[Task data]

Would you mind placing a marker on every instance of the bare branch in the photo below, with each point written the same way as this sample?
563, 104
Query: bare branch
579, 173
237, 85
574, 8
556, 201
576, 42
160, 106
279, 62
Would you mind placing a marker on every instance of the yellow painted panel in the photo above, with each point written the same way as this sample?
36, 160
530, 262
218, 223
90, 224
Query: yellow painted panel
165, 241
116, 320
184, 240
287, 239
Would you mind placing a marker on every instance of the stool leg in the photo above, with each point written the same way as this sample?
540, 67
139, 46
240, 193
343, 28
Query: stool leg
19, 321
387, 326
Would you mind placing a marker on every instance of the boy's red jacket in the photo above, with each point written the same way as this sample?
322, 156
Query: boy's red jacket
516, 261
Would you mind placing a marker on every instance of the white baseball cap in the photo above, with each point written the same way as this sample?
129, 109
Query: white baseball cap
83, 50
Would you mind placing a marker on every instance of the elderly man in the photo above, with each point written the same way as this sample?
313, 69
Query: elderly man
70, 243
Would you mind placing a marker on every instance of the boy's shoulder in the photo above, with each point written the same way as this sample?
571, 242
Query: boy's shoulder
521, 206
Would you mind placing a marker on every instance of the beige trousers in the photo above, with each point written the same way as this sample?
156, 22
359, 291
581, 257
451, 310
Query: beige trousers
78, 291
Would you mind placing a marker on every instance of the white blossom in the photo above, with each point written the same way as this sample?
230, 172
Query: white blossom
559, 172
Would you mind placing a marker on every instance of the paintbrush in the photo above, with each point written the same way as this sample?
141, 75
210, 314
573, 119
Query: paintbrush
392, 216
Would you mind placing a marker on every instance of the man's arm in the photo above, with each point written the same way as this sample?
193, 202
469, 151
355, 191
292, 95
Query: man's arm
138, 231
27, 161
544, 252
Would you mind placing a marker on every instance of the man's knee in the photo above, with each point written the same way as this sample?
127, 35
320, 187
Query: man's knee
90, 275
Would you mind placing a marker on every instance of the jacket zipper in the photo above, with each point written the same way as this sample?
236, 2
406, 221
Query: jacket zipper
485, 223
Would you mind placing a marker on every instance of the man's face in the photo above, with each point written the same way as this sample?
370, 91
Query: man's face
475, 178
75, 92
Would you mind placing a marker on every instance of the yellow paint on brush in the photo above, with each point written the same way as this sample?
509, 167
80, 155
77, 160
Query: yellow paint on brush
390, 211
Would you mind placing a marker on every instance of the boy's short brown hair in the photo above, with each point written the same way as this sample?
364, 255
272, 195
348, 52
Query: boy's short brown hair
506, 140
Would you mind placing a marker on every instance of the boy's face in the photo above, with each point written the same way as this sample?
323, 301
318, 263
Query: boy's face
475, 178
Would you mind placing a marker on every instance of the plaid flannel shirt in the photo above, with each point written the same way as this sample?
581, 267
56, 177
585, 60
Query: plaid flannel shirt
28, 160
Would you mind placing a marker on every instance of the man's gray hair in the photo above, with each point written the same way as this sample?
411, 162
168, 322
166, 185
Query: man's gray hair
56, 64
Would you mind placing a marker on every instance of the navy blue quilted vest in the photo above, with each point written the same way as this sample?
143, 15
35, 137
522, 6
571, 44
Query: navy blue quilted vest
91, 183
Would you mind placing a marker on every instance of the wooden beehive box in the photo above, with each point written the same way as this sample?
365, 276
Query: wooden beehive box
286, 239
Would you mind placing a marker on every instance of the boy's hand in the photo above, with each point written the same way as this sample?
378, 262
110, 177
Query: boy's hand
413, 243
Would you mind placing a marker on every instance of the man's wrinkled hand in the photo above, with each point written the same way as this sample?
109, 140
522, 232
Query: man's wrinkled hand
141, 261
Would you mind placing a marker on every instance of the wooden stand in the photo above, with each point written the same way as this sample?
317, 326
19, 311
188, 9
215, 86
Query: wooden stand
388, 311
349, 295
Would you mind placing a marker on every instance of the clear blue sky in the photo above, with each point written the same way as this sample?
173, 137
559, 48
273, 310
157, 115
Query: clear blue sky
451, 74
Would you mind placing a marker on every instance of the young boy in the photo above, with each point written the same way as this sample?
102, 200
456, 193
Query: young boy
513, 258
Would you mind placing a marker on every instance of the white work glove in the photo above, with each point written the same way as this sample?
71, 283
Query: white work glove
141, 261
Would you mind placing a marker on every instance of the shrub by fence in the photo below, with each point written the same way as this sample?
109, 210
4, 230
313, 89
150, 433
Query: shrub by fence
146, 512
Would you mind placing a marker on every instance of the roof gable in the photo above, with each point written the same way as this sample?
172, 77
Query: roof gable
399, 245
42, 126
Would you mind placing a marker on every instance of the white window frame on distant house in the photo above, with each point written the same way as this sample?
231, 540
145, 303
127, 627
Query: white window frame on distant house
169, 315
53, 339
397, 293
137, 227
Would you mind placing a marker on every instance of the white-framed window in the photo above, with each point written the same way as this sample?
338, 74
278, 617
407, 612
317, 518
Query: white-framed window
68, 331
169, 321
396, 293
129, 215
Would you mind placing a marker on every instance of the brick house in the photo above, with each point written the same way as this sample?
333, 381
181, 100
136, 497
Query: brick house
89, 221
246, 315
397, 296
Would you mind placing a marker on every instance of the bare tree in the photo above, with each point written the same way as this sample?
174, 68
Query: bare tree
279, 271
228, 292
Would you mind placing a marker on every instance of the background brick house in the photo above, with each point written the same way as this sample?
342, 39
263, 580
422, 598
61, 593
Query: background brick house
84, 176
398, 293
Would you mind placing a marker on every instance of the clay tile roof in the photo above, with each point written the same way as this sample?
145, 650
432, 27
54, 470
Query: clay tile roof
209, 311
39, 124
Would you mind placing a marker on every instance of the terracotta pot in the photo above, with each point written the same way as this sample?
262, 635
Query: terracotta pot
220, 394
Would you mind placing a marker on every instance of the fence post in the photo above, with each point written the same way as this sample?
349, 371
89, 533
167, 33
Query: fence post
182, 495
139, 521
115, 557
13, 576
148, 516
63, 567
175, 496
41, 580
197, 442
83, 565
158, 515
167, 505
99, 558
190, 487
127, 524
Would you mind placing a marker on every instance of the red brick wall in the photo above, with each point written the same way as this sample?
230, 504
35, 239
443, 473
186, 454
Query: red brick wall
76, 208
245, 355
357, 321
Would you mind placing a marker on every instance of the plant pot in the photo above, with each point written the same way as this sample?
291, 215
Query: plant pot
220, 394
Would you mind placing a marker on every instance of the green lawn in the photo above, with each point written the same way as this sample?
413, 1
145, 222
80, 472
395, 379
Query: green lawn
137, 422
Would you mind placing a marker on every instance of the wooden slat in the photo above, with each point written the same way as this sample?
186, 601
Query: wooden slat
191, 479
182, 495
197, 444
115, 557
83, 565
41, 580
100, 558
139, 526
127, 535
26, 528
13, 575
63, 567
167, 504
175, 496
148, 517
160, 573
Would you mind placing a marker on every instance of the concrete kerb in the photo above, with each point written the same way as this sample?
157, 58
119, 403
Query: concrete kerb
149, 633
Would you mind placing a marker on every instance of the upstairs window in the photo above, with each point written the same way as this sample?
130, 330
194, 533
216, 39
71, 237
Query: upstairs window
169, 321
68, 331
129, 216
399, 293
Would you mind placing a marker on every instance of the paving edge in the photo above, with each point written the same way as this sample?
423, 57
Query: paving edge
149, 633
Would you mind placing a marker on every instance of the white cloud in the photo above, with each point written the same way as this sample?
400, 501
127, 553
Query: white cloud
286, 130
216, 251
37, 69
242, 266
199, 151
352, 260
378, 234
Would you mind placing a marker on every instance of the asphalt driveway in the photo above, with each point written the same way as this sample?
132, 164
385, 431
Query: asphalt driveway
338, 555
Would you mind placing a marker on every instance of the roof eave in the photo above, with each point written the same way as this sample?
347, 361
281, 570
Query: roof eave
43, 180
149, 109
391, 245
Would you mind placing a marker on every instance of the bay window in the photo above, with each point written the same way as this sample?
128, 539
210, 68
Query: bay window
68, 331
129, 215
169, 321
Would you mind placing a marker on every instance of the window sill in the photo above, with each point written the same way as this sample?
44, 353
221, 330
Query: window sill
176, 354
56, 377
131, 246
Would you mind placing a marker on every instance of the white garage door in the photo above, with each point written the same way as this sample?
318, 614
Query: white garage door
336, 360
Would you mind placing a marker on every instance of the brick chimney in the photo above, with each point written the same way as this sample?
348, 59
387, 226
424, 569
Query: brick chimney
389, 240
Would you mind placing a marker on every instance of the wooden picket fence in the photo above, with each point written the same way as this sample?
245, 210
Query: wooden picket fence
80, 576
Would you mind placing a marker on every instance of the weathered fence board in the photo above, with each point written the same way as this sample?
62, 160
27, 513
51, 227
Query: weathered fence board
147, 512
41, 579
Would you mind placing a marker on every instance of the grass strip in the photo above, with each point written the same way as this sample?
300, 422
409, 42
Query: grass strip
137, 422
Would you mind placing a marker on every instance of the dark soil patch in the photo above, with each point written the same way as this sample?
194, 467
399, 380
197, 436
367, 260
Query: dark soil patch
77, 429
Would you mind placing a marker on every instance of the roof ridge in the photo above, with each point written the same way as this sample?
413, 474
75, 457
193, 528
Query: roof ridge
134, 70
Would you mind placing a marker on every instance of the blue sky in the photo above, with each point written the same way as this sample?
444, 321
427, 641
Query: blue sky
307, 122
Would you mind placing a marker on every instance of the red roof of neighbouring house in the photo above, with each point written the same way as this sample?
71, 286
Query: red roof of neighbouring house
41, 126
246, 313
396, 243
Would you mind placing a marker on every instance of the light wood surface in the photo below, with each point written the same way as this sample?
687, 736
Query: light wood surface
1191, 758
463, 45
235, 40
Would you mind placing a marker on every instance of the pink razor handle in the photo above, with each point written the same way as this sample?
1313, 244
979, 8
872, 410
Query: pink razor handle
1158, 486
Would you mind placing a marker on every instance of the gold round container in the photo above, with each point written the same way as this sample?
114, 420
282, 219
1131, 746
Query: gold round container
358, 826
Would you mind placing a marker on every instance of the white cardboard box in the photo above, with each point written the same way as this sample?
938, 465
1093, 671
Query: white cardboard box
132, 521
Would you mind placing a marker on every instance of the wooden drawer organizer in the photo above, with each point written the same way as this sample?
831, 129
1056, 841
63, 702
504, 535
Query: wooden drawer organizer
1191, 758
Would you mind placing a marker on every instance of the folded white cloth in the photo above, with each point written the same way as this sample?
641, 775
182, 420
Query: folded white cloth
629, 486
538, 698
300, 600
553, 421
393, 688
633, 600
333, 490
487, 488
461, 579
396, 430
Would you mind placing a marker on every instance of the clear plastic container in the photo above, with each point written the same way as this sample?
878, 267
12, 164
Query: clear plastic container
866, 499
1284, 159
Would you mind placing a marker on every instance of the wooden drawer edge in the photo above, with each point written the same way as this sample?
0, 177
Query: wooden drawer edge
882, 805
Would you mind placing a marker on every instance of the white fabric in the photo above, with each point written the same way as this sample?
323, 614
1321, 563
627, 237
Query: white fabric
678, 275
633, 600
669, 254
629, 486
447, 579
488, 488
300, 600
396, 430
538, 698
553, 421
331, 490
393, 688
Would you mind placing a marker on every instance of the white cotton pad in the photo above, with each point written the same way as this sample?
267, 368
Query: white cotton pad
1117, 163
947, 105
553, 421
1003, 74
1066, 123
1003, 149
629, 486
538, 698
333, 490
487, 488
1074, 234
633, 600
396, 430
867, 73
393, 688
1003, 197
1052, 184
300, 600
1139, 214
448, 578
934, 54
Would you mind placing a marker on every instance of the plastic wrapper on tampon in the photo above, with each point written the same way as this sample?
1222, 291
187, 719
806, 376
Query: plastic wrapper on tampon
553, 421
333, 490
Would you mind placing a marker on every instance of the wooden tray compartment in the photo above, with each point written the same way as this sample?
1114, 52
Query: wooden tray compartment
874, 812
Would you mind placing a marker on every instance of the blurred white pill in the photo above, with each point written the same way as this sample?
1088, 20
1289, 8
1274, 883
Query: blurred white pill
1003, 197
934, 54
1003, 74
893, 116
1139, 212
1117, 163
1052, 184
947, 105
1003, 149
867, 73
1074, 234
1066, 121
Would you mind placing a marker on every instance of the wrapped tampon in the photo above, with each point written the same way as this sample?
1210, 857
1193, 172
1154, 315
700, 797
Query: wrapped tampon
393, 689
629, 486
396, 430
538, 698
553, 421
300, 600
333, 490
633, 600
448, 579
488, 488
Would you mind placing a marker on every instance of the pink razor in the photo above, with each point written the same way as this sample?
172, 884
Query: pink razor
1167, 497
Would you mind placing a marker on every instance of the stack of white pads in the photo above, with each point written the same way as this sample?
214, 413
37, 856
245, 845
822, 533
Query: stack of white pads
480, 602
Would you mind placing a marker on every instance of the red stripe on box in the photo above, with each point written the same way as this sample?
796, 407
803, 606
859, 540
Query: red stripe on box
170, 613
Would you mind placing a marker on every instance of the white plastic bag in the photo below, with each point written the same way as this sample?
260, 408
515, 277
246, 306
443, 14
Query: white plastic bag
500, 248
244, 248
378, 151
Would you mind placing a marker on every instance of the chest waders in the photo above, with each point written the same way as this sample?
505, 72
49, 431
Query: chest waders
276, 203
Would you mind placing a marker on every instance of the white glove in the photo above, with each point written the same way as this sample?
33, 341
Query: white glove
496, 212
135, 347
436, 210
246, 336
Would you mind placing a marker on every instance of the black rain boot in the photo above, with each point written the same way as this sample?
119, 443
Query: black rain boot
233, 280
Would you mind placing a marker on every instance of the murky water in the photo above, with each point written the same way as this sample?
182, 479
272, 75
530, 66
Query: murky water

[/Task data]

● **Problem description**
Filter the data for the string "below" and copy every line that has it.

● **Problem solution**
Would you mind placing a marker on every instance of the bare branch in the photo below, with each point written the same way as this sample?
Would you mind placing a marker on every instance of the shrub by fence in the photo below, with each point written the same way as this sample?
Would you mind placing a marker on every instance of the light wood surface in the photo below, with each point written the same way as this sample?
Would you mind placing a marker on every instance of the white plastic bag in the photo below, with each point written the same way as this sample?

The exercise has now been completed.